#### Source records:

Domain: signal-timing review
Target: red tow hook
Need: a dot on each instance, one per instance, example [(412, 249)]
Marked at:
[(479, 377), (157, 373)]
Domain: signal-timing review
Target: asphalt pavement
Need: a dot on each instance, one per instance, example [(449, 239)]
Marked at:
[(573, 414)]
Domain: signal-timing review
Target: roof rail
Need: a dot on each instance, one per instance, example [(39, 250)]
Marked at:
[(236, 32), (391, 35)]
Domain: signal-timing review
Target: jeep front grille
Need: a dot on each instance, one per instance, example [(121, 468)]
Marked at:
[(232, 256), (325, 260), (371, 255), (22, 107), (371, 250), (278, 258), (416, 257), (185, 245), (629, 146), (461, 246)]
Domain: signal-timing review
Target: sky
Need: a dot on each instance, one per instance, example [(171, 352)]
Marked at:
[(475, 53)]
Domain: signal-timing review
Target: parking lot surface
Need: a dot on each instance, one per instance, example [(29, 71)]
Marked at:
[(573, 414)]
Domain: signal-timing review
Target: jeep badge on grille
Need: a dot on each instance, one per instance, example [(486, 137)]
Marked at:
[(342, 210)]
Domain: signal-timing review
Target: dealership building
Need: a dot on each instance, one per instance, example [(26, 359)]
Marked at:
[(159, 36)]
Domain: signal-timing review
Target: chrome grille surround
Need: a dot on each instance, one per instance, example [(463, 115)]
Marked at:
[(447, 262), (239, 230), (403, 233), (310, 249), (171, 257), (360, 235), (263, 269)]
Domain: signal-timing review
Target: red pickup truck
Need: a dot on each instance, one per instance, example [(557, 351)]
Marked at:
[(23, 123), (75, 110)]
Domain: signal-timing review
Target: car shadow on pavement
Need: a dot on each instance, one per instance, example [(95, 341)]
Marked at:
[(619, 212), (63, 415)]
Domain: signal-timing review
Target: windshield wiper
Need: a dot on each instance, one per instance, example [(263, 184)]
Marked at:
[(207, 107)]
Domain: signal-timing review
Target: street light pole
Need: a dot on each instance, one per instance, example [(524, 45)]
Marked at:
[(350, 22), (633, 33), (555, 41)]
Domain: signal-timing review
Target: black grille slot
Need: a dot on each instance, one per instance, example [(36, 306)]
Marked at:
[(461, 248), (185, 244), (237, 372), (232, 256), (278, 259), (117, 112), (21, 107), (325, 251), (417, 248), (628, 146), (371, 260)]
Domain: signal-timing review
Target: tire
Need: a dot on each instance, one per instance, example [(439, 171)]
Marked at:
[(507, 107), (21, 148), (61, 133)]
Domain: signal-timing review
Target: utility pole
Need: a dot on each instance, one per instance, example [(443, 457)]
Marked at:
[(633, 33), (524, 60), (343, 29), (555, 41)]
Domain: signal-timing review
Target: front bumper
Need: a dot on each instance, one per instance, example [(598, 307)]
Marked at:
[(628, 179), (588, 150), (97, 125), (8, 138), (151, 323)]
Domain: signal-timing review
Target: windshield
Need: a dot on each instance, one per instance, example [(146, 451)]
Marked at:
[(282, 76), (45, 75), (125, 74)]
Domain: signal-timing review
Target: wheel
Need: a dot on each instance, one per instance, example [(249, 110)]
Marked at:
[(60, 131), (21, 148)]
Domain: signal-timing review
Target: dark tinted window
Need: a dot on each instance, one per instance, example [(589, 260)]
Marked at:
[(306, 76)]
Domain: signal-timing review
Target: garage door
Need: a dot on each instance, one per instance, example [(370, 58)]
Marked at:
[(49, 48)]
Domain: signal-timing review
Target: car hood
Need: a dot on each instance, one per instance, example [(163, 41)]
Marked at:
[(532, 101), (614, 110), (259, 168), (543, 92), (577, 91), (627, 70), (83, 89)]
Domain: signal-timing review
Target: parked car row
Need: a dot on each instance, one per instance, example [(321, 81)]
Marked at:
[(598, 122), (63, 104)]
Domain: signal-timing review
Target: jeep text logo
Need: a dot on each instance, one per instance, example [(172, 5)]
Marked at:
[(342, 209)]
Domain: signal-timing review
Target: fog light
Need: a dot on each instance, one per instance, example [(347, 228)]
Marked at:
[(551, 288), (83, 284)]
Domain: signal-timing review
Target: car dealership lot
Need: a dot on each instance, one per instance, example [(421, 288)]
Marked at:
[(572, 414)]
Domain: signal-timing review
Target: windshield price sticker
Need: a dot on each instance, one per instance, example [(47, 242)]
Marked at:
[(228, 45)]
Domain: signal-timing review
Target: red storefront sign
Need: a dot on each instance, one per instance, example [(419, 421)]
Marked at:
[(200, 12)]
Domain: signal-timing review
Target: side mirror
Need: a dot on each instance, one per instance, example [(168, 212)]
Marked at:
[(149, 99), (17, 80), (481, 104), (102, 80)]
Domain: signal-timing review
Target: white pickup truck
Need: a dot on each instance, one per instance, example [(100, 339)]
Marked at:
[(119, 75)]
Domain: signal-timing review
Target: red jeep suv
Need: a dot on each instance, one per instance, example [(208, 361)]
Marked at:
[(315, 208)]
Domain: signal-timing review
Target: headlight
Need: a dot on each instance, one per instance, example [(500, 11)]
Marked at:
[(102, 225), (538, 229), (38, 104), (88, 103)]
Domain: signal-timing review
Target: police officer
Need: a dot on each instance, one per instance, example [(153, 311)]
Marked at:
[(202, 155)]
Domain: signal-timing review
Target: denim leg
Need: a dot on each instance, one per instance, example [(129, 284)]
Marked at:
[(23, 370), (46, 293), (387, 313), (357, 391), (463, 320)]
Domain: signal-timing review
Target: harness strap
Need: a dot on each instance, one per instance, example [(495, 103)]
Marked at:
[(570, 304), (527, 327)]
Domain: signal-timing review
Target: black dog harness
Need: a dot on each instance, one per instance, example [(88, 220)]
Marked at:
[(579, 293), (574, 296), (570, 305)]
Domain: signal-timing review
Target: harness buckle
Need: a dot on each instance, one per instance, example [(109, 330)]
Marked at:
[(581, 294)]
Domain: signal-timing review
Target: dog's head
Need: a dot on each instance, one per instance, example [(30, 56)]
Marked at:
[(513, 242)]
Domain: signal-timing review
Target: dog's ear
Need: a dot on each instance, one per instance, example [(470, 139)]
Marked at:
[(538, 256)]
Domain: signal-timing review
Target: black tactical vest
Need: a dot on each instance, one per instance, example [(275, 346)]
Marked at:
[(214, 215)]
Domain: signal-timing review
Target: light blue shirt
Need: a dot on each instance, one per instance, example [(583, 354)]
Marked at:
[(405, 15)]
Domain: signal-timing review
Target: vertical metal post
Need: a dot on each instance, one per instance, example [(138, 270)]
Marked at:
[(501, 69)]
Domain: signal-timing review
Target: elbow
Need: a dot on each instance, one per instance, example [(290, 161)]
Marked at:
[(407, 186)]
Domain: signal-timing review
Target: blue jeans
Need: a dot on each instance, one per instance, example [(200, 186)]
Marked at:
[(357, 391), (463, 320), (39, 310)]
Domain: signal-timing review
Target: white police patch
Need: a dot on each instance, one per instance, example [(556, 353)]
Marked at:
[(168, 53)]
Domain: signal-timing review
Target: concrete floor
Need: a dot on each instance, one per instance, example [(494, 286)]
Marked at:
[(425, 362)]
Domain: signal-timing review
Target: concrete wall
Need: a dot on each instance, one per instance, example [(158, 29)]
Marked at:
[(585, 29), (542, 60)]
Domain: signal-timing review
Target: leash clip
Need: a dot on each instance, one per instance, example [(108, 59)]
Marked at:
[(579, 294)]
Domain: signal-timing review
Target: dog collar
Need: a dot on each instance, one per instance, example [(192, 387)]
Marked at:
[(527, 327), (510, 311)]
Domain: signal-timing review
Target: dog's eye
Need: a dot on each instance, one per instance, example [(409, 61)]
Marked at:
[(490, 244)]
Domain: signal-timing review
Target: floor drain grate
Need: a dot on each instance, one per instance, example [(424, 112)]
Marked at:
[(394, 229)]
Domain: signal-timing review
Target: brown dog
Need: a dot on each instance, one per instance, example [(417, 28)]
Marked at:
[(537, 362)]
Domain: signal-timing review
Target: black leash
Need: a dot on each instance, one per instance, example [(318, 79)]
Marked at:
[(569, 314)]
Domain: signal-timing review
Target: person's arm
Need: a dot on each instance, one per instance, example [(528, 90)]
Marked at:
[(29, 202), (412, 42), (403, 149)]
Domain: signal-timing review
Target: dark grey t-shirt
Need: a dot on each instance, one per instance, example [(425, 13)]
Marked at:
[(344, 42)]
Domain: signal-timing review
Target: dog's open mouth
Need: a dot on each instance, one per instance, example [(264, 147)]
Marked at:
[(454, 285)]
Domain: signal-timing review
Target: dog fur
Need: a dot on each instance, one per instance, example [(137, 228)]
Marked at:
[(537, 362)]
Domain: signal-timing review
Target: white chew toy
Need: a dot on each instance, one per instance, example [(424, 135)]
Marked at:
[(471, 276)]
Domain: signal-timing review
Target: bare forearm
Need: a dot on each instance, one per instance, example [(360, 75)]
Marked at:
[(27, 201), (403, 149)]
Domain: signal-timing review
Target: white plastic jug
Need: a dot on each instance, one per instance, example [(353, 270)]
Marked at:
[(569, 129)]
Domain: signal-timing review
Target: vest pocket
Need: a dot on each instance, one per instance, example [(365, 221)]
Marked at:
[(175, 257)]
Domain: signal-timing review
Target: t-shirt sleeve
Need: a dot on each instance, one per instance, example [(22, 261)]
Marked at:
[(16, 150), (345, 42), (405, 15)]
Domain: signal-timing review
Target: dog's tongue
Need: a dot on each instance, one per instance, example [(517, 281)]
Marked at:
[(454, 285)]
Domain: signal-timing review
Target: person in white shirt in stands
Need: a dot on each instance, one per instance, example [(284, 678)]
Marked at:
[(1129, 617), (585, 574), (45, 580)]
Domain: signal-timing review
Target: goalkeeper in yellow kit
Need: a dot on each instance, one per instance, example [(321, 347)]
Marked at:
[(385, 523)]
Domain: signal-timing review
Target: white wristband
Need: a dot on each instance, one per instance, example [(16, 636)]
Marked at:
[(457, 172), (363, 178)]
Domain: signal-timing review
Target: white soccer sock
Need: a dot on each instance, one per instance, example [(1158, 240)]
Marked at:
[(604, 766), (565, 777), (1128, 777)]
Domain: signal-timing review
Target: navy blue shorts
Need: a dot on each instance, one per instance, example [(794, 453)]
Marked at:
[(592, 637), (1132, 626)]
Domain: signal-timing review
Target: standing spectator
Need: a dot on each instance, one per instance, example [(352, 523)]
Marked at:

#### What you have to do:
Filter the entries, copying each line that contains the word "blue".

#### Written response:
Target: light blue shirt
Target: blue jeans
Target: navy blue shorts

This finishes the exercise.